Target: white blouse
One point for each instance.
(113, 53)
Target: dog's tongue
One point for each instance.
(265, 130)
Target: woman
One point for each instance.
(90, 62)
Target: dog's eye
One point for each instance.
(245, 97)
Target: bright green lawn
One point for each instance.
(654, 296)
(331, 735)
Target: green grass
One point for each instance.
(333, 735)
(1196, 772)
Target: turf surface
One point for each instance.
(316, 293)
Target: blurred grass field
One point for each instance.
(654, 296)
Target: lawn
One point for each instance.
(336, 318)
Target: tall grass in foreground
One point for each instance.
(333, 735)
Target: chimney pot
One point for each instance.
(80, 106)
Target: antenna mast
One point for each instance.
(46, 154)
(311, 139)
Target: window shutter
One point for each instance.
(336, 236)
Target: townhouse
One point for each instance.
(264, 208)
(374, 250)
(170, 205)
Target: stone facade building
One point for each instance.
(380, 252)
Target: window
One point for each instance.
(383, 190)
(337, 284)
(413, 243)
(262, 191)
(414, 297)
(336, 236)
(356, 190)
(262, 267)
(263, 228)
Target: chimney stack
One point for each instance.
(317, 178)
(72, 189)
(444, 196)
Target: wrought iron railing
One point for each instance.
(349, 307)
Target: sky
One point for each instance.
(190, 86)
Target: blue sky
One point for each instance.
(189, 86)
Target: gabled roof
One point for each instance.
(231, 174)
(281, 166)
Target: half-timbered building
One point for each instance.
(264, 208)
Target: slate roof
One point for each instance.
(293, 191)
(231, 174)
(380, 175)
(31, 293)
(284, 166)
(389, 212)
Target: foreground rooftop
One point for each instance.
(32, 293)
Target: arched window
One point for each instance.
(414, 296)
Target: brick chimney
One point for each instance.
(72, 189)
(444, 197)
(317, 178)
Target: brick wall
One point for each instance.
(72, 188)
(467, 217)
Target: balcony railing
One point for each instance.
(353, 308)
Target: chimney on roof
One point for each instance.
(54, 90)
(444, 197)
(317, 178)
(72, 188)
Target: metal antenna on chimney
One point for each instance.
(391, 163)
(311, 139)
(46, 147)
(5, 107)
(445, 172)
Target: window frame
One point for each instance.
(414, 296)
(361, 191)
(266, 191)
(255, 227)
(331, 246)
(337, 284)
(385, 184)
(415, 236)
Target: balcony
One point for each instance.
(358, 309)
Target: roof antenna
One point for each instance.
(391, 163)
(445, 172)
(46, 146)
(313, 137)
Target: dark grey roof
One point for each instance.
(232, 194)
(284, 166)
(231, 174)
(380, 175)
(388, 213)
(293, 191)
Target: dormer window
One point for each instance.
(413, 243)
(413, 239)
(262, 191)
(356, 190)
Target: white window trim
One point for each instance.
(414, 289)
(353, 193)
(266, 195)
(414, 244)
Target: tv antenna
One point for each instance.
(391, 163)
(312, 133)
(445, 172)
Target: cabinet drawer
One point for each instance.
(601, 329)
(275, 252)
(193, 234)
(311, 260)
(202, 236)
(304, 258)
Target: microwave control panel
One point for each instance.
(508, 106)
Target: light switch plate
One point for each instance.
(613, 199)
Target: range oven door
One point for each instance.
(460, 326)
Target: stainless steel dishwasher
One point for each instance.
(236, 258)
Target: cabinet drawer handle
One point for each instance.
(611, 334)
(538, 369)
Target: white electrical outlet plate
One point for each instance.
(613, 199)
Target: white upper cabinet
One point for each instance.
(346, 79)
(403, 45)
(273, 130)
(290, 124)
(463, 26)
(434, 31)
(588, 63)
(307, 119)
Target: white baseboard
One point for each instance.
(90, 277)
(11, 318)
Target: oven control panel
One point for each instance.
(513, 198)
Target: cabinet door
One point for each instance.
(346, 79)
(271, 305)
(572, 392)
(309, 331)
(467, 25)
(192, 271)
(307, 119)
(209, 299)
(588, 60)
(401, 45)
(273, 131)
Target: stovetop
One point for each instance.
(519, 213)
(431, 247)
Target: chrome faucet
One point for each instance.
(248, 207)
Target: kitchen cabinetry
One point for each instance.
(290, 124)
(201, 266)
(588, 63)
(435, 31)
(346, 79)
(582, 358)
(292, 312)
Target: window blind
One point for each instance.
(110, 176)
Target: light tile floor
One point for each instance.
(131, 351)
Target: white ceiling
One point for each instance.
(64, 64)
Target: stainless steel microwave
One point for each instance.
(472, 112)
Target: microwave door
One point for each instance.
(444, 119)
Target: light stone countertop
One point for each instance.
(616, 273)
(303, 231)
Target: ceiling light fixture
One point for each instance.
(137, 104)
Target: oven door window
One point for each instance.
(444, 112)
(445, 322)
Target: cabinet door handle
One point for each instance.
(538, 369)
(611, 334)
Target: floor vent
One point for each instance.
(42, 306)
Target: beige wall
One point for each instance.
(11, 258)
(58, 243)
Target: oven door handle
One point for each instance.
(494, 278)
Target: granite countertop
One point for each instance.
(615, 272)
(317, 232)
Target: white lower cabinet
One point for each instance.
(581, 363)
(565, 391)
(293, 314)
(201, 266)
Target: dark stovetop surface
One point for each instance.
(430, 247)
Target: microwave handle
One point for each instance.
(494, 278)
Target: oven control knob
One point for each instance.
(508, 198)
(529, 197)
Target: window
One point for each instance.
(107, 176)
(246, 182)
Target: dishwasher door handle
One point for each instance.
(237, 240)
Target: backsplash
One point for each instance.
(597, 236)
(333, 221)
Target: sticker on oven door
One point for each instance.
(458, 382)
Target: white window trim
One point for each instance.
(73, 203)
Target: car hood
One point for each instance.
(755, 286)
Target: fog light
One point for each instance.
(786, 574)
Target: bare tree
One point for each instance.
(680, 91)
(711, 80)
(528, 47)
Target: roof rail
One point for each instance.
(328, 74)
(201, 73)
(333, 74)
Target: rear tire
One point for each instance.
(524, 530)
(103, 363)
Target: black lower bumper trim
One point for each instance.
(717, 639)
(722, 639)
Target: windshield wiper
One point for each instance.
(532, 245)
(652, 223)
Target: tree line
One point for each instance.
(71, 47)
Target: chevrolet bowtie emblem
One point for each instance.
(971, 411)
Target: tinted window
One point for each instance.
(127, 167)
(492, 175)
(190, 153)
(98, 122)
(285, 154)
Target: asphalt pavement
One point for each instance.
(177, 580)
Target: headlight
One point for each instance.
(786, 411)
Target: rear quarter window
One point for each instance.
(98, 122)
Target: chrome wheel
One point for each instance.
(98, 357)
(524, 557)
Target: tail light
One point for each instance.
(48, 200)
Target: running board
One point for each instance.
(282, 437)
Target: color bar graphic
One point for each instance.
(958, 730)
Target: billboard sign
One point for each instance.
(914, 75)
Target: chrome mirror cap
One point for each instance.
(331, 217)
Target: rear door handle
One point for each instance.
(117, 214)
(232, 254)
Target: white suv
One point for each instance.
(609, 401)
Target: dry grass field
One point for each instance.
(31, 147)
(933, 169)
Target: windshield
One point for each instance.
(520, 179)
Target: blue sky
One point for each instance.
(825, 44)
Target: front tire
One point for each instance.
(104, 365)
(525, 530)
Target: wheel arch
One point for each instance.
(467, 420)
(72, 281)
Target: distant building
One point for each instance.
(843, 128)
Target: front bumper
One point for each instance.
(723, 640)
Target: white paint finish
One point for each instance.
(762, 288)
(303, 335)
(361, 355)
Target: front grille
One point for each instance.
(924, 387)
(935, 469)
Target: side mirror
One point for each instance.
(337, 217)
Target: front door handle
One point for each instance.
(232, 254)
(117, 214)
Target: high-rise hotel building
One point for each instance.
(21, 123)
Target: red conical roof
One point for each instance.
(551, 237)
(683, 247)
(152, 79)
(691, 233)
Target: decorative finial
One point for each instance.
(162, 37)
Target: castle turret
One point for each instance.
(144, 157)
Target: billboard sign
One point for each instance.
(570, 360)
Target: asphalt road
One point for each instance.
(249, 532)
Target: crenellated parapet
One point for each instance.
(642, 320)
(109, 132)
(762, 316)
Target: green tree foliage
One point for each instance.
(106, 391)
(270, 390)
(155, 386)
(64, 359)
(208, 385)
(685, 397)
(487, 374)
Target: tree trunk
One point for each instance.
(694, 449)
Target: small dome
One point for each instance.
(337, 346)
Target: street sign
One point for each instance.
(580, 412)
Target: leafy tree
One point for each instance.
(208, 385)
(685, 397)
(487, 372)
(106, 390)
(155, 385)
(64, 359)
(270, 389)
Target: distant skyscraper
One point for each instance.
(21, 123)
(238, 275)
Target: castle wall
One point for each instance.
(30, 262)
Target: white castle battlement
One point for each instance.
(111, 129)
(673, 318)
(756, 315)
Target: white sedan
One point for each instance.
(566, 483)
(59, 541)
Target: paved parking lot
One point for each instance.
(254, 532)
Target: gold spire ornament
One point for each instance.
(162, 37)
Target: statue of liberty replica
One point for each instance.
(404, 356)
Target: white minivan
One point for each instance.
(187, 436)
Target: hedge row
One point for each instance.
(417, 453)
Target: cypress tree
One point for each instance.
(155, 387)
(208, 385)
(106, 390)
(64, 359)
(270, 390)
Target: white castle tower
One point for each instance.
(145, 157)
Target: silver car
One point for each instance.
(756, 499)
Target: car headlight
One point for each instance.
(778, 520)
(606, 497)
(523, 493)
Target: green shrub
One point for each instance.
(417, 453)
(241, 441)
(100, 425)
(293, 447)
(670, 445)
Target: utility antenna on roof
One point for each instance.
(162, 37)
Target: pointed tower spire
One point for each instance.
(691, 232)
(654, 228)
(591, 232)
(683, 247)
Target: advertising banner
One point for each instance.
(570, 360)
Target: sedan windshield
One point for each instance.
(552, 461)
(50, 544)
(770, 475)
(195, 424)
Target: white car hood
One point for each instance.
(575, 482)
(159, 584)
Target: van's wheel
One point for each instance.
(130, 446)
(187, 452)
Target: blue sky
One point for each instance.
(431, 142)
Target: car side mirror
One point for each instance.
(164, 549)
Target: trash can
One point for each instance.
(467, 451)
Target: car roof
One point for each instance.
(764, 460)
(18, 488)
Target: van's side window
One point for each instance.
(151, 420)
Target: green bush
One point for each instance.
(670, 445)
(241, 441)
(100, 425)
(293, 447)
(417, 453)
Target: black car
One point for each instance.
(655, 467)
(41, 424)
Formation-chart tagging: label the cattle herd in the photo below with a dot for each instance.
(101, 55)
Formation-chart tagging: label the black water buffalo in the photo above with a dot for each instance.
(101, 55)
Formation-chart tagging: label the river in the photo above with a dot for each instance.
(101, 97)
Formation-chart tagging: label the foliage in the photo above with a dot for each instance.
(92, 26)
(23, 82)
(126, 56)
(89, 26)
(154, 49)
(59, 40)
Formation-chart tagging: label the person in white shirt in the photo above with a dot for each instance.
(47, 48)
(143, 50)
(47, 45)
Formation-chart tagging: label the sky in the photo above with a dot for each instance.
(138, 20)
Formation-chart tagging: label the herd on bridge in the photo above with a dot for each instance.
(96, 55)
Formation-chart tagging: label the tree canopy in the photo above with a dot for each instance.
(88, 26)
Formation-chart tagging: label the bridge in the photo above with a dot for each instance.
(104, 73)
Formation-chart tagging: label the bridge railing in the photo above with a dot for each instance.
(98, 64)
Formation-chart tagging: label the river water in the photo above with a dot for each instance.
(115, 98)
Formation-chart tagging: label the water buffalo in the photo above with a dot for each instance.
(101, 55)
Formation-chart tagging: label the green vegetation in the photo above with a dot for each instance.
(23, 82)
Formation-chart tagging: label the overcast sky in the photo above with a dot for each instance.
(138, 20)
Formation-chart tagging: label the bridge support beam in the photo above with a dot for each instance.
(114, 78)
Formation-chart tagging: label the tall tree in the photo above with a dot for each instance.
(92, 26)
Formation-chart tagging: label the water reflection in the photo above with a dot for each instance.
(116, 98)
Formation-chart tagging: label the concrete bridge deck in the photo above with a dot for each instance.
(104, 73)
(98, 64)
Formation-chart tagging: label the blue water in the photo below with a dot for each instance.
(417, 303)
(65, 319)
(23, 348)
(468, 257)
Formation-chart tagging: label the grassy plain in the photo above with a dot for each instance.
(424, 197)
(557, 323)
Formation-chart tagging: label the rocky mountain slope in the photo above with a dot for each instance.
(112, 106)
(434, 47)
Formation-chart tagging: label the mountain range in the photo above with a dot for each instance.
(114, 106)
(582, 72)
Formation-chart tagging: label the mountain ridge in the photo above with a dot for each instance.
# # # #
Set down the entries again word for word, starting at the line that contains "Formation-chart tagging: label the rocky" and continuing through the last line of the entries.

Formation-chart tagging: label the rocky mountain slope in the photo above with a dot for each instance.
(112, 106)
(434, 47)
Formation-chart tagging: label the mountain range in the photo above with a dot for each instance.
(114, 106)
(582, 72)
Formation-chart tagging: label the mountain ridge in the photo above with a dot for each instance.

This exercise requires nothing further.